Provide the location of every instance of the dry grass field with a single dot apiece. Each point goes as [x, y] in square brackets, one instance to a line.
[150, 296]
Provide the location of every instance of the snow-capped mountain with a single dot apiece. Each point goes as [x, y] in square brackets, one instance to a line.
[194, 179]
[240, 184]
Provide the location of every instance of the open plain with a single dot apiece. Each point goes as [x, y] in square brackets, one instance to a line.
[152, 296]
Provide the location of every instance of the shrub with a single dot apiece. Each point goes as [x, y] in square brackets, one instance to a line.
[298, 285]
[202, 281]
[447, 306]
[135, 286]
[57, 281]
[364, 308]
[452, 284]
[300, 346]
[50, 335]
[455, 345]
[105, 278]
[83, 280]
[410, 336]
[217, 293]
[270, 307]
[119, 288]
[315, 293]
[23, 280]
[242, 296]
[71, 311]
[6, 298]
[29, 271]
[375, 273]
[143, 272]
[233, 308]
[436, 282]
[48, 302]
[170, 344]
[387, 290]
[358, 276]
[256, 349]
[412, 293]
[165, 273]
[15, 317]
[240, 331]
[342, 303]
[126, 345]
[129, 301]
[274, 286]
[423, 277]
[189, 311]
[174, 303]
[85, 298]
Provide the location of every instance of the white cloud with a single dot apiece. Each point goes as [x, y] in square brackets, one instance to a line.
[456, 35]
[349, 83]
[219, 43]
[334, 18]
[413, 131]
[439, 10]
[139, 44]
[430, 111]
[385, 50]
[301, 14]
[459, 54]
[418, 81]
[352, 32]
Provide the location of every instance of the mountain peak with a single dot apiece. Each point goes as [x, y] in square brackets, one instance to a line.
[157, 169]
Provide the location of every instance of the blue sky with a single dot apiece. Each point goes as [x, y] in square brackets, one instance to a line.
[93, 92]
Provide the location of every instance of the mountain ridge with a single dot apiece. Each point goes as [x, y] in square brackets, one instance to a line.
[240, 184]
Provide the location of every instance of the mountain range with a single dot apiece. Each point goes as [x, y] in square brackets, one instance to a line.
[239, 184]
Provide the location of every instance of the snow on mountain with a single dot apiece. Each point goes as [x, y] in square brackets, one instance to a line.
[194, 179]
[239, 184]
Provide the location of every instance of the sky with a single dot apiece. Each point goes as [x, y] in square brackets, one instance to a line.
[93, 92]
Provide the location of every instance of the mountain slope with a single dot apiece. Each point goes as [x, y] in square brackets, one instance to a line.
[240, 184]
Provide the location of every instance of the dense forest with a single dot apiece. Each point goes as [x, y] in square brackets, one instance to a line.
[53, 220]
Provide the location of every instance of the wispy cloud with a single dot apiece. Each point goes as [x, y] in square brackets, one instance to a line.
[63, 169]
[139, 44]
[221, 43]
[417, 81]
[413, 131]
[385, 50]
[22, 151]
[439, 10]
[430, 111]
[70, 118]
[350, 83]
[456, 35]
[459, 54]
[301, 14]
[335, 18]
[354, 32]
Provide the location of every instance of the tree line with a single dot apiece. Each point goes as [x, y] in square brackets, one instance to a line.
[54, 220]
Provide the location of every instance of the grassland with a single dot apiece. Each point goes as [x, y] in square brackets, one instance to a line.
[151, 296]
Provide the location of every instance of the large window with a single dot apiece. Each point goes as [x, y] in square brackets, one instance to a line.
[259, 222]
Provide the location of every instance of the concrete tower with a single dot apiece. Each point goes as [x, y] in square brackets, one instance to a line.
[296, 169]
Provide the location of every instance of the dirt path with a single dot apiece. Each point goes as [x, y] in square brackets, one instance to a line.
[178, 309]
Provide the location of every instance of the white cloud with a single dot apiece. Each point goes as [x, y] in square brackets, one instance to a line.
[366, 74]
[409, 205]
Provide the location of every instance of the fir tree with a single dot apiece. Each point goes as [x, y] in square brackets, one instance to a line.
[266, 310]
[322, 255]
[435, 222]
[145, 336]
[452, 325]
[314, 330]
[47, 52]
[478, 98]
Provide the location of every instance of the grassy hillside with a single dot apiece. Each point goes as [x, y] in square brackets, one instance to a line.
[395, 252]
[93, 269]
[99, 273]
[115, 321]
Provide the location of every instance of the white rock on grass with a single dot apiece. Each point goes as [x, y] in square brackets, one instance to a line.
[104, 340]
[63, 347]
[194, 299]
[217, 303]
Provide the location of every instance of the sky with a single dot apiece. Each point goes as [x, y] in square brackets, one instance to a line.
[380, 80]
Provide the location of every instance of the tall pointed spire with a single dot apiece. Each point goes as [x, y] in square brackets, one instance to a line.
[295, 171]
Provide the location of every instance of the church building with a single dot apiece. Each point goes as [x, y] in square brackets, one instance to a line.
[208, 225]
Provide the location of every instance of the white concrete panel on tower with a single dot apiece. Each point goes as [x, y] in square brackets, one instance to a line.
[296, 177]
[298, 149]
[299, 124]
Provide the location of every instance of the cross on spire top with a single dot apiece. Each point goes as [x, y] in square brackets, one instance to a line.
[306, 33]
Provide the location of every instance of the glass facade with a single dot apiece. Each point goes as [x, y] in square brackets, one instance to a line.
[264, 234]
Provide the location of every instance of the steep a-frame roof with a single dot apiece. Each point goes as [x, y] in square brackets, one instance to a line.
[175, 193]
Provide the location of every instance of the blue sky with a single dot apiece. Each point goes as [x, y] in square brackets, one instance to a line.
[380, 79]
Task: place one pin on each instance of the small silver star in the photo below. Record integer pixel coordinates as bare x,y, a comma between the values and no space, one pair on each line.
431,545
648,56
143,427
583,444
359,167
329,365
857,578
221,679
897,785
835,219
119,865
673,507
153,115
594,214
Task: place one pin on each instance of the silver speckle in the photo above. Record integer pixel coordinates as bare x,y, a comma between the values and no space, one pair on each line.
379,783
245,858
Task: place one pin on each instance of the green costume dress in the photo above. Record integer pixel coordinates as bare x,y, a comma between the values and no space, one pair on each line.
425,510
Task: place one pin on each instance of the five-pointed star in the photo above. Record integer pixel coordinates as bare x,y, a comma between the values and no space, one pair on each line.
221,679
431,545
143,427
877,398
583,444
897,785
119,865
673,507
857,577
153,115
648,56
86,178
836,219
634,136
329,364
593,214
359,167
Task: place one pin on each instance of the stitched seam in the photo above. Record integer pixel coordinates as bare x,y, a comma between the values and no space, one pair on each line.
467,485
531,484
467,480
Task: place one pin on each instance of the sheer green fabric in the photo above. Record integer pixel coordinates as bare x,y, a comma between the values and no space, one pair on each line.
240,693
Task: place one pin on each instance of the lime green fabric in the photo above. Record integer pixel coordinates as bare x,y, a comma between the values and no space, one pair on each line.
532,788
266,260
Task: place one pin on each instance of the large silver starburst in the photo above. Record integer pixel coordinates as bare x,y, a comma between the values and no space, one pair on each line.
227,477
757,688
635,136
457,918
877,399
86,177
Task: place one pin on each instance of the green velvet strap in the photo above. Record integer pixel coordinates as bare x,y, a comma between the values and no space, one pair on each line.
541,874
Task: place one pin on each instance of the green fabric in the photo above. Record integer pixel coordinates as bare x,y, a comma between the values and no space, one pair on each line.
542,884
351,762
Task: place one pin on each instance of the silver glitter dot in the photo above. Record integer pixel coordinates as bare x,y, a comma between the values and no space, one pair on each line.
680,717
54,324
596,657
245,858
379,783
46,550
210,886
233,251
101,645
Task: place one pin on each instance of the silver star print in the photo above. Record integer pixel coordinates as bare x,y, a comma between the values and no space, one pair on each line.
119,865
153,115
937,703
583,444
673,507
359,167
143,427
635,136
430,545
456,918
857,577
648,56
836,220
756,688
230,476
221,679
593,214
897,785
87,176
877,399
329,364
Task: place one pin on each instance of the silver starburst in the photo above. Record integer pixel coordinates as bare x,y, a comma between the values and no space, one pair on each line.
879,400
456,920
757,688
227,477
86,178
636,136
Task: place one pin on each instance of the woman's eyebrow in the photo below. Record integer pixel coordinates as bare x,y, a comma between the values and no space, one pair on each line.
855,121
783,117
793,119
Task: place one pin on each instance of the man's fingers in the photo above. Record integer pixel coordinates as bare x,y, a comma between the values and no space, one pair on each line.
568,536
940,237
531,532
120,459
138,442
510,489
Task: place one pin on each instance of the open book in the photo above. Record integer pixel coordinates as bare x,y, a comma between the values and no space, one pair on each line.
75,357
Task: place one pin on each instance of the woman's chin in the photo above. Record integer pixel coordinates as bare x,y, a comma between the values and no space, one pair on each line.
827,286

[Assignment]
Write out exactly those lines running from the line with "Task: place one pin on each instance of the man's" to the end of the data above, the first and last included.

[Solution to this problem]
Task: place one pin on each instance of the man's fingers in the photo above. Record integer pixel coordinates as bare x,y, a comma between the values and no space, one pair on each line.
568,536
940,237
531,532
120,459
138,442
510,489
Task: place one pin on each instance of the open book in the photo above. Record integer pixel coordinates as bare x,y, a comma between the values and no space, one pair on each line.
75,357
Task: place one pin on each instance of the woman's chin in the photo above. Record integer pixel coordinates as bare x,y, a comma between the values and no space, one pair on each line.
827,286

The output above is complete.